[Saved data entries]
####
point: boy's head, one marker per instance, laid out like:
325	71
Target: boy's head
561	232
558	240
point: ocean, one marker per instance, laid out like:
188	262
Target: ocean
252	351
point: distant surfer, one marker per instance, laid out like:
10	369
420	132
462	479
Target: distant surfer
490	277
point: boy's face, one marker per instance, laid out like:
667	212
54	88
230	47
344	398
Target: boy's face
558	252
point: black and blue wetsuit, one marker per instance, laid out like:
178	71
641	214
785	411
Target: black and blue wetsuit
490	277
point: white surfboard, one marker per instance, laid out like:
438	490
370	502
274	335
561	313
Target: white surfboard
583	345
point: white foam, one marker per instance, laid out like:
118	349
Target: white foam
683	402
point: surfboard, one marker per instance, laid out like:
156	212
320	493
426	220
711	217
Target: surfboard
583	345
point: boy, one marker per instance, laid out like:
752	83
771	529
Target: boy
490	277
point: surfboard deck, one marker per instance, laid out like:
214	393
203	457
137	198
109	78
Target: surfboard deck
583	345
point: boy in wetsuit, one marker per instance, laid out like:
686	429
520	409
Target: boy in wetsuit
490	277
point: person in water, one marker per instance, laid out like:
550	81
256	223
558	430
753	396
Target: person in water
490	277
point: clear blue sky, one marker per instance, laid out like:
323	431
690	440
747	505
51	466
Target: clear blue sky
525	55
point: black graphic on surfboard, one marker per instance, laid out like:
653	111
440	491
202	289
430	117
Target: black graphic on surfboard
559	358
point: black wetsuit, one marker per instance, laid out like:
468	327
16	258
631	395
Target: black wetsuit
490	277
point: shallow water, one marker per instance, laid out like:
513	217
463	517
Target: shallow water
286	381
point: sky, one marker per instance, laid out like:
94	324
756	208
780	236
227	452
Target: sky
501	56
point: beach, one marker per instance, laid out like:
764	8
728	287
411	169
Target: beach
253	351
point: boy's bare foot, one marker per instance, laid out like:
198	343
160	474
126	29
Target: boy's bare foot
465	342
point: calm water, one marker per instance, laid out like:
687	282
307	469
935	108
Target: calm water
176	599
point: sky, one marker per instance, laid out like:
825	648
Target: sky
####
A reply that repeats all the data exactly is required.

point: boy's head, one marker per instance, laid out like:
325	71
Target: boy's head
561	232
558	240
point: ocean, one marker per instance, laid out like:
188	262
Target: ocean
252	351
point: distant surfer, one marker per instance, laid out like:
10	369
420	132
462	479
Target: distant surfer
490	277
point: boy's face, one marker per instance, laid out like:
667	212
54	88
230	47
344	398
Target: boy's face
558	252
point: black and blue wetsuit, one marker per instance, laid out like:
178	71
641	214
785	411
Target: black and blue wetsuit
490	277
point: white surfboard, one marker per instance, laid out like:
438	490
370	502
274	335
561	313
Target: white surfboard
583	345
point: white foam, one marker per instance, laid out like:
118	349
Target: white foam
683	402
point: surfboard, one marker per instance, laid out like:
156	212
320	493
426	220
711	217
Target: surfboard
583	345
point: boy, one marker per instance, laid out like:
752	83
771	529
Target: boy
490	277
point: surfboard deck, one marker per instance, laid out like:
214	393
203	457
137	198
109	78
Target: surfboard deck
583	345
point: boy in wetsuit, one marker per instance, laid out like:
686	429
520	409
Target: boy in wetsuit
490	277
point: person in water, one marker per instance, laid out like:
550	81
256	223
558	430
753	396
Target: person in water
490	277
point: clear blue sky, one marker per instance, laid out like:
323	431
690	440
747	505
51	466
Target: clear blue sky
525	55
point: black graphic on surfboard, one marker per instance, laid out like:
653	111
440	491
202	289
430	117
Target: black graphic on surfboard
559	358
point: black wetsuit, one marker per instance, laid out like:
468	327
16	258
631	395
Target: black wetsuit
490	277
point: shallow water, one marker per instance, laid out like:
513	217
463	517
Target: shallow water
286	381
point: sky, one marker per instance, laid out like:
94	324
756	208
780	236
227	452
Target: sky
501	56
point: beach, one marker per instance, laid out like:
764	8
728	287
411	169
Target: beach
253	351
point: boy's bare foot, one marker per instance, laid out like:
198	343
160	474
126	29
Target: boy's bare foot
465	342
point: calm water, one marker per instance, laid out like:
687	282
307	469
935	108
Target: calm water
176	599
point: sky, one marker per instance, laid out like:
825	648
Target: sky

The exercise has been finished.